__Stated problem__.
Locate every line in the entries below that contains the word "large", and copy each of those lines in full.

__Dataset__.
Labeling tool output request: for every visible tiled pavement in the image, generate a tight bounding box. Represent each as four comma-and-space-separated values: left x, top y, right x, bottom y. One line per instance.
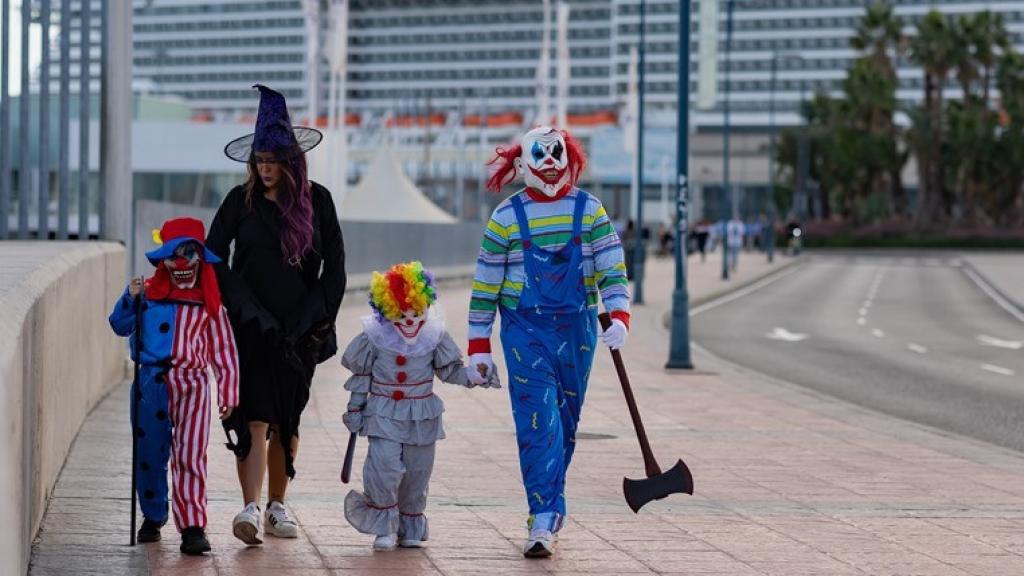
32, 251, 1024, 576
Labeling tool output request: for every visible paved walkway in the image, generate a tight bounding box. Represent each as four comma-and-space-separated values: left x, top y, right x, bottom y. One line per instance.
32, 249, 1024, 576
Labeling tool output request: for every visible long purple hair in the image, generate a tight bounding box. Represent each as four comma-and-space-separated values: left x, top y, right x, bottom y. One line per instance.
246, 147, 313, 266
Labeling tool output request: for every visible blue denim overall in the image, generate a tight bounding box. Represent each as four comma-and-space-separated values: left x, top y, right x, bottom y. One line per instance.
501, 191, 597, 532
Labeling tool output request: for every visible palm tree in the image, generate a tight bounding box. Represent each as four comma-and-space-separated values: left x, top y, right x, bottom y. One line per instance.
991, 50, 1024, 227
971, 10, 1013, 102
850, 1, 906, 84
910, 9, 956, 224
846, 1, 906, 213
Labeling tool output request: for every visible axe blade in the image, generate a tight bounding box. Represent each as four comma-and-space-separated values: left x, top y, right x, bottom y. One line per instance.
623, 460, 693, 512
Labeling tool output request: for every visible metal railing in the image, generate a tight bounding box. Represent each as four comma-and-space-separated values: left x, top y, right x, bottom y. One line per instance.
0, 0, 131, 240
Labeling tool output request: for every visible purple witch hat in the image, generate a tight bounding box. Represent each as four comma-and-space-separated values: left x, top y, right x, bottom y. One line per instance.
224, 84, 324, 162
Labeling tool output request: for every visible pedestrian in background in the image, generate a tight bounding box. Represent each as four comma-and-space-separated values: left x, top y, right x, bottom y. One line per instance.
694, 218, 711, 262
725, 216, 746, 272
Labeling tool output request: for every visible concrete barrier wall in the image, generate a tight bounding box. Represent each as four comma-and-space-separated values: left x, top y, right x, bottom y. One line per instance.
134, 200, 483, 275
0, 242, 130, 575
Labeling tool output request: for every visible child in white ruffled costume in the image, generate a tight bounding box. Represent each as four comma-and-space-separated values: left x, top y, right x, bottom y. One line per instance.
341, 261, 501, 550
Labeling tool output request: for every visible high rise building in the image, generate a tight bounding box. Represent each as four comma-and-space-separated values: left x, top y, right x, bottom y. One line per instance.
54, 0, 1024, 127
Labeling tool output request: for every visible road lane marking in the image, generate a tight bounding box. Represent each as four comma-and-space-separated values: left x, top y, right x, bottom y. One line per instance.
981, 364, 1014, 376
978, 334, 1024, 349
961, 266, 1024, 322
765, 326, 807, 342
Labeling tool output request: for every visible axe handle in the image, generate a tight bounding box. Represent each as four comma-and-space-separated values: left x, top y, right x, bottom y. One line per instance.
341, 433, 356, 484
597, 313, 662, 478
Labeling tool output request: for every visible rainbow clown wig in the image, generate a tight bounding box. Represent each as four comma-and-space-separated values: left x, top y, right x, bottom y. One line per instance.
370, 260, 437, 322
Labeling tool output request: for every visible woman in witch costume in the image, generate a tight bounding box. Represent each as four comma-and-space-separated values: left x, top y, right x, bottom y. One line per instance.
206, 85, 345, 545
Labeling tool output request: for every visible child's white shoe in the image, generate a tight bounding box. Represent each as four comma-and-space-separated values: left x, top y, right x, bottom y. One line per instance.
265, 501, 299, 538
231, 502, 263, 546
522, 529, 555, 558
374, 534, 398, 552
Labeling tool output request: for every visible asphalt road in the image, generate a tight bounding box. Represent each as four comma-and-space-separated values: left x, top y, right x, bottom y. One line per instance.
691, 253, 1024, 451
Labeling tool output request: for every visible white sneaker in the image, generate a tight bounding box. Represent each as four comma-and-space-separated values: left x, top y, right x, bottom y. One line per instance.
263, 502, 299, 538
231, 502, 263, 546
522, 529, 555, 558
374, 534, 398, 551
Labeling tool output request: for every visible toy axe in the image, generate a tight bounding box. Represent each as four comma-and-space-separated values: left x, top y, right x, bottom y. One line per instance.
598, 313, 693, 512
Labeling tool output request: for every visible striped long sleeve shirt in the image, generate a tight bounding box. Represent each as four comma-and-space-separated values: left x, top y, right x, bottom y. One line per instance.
--
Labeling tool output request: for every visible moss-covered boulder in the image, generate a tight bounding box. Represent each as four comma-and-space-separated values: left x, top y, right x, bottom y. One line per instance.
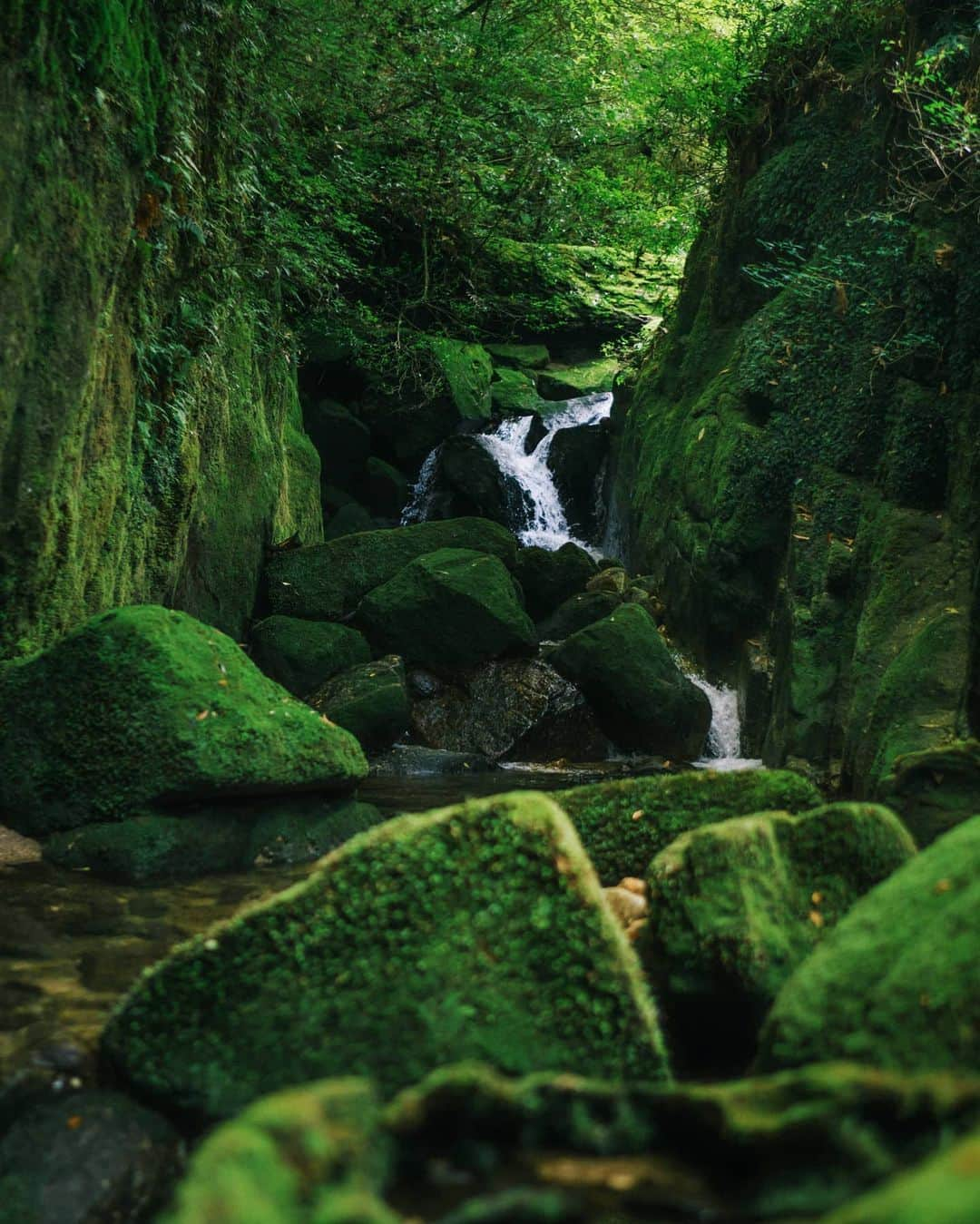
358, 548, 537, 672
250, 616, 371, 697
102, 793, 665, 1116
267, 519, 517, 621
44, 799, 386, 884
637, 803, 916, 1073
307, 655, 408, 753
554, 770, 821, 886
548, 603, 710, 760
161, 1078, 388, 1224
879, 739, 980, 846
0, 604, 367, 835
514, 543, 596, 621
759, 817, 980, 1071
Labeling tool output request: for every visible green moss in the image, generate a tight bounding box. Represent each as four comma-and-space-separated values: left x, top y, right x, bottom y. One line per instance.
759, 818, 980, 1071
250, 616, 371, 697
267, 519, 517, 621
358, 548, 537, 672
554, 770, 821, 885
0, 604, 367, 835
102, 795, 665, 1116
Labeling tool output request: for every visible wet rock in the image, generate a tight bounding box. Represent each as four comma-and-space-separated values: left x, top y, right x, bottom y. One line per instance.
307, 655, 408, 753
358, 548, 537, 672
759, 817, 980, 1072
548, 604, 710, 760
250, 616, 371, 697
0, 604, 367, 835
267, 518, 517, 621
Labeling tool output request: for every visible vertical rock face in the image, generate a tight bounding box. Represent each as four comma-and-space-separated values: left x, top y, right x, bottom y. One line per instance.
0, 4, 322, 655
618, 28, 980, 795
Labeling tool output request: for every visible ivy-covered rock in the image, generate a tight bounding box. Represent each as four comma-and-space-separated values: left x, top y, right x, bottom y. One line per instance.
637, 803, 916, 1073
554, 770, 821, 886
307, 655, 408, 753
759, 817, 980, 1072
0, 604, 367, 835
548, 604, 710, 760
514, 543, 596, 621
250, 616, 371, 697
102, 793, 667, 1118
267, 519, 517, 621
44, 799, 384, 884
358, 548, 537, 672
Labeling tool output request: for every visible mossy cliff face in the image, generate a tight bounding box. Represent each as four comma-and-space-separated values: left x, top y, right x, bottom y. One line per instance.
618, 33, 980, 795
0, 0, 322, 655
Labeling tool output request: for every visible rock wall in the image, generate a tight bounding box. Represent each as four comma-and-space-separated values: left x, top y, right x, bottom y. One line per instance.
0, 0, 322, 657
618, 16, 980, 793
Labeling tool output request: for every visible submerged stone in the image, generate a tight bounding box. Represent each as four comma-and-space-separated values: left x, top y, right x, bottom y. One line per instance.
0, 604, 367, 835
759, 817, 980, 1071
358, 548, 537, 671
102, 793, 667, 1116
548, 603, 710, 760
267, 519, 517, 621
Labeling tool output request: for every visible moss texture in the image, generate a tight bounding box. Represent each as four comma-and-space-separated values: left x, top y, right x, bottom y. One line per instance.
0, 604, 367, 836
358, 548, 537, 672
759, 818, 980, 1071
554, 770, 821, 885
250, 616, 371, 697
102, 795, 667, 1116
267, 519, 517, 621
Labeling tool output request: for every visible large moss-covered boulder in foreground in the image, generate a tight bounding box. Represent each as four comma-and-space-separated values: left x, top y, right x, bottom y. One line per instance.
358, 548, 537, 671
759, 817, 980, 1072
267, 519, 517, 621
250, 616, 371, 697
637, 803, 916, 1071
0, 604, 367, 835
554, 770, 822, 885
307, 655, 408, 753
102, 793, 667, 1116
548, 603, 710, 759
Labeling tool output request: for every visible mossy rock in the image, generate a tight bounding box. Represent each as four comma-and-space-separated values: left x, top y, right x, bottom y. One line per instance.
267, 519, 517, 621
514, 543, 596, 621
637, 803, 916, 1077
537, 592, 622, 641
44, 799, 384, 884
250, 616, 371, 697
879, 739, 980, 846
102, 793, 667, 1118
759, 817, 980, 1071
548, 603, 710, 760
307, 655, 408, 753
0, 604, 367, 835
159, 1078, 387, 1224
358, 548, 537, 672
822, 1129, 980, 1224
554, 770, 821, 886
---
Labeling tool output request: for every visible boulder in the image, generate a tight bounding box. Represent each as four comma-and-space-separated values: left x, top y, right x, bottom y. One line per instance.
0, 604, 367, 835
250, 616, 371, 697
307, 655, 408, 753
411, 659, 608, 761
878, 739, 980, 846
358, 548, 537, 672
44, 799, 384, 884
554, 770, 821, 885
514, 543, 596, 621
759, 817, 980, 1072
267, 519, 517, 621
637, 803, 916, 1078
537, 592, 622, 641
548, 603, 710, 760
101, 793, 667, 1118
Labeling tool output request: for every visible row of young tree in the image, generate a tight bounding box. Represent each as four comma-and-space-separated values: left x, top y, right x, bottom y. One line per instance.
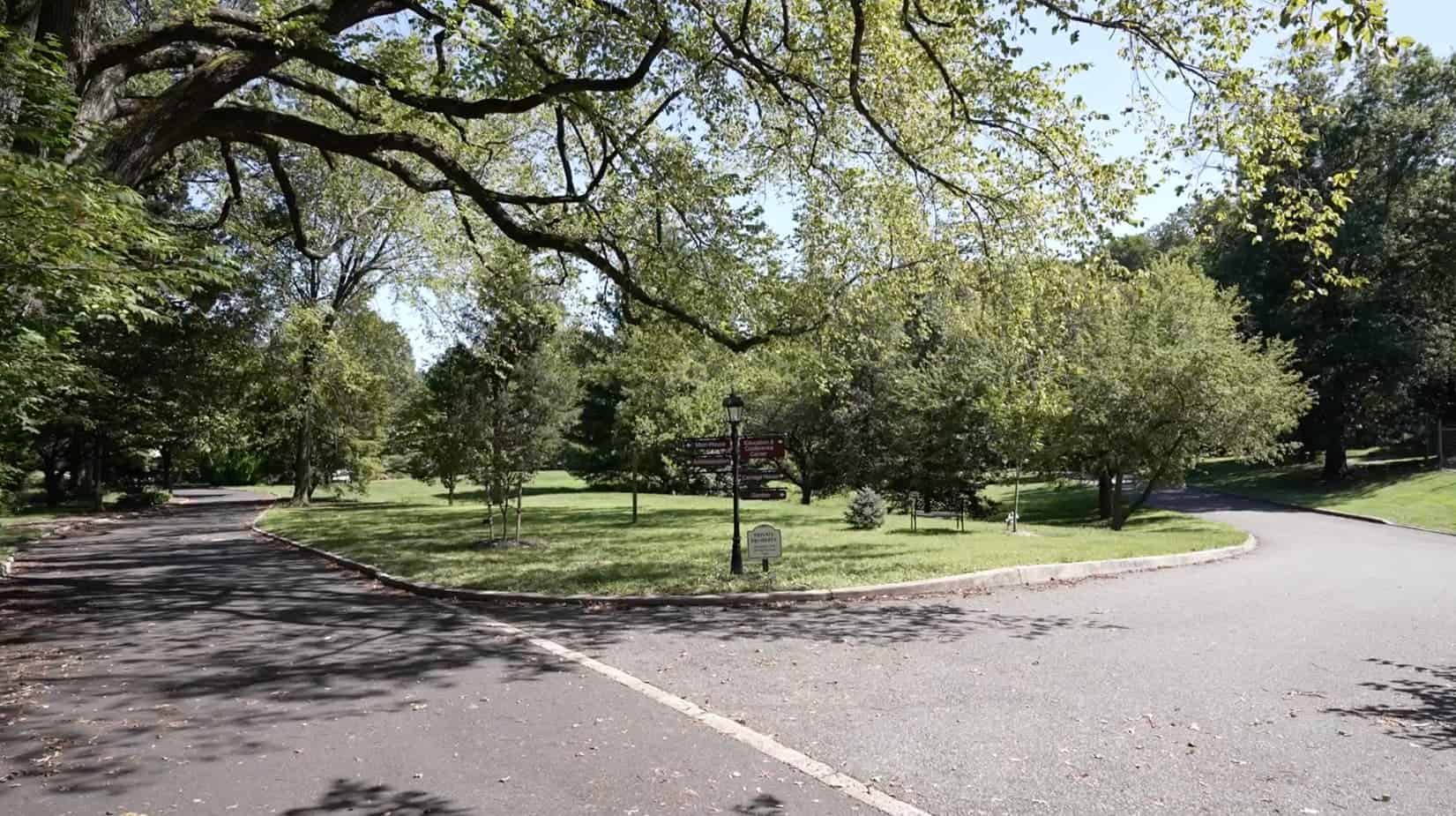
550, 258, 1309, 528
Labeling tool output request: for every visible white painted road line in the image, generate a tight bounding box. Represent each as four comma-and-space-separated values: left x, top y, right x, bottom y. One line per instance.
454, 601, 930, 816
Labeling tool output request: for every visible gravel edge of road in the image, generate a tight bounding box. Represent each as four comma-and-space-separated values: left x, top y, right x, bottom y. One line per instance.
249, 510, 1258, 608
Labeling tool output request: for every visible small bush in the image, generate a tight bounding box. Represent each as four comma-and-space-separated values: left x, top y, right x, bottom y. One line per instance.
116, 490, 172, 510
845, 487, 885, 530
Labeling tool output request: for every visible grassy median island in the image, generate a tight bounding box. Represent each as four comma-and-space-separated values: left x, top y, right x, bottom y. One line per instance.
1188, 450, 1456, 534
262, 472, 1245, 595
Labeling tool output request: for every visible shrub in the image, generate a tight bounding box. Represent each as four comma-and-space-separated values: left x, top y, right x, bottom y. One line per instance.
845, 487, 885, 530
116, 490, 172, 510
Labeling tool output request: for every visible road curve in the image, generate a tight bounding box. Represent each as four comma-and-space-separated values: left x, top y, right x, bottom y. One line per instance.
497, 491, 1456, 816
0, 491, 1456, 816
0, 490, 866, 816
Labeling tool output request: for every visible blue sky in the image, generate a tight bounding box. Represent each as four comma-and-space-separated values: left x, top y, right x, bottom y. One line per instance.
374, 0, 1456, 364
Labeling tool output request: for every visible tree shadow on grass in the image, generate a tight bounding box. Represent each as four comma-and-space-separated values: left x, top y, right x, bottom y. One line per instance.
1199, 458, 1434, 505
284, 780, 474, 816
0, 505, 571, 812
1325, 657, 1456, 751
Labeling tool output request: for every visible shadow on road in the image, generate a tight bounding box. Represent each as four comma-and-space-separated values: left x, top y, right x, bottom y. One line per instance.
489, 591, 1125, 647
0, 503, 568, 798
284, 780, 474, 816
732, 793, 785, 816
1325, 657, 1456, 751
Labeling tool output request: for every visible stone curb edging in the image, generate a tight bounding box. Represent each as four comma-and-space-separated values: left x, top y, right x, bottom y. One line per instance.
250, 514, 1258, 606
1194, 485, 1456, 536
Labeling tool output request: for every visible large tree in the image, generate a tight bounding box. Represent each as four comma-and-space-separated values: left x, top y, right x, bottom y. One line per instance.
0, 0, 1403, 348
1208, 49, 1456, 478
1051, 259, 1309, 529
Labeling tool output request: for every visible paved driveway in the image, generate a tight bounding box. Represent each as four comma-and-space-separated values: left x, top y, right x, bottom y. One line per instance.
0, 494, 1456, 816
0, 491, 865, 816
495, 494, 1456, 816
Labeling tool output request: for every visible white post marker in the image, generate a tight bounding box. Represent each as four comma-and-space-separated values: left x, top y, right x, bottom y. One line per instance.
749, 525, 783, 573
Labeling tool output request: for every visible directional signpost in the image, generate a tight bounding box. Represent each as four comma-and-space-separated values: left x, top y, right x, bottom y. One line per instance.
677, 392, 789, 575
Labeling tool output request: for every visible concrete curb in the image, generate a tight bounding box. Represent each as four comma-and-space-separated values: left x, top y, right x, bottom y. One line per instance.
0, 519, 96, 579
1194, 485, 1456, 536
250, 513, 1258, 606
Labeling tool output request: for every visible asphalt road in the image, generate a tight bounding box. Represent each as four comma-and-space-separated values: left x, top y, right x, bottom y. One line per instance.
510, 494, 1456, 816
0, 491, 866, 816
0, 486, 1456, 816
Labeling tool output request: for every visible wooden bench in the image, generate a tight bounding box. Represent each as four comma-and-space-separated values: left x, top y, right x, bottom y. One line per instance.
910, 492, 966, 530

__Full response__.
Labeling tool output request: for every visible large moss-covered boulder in foreground in the image, generate a tight bounding box. Represent each as four comma-and-space-separated values: left x, top y, right x, bottom y. One line per instance.
Labeling tool output request: for every visible large tree in the image, generate a tight bounding box. Represent each as four comma-and-space-separated values: left x, top y, right x, bottom y. One line per instance.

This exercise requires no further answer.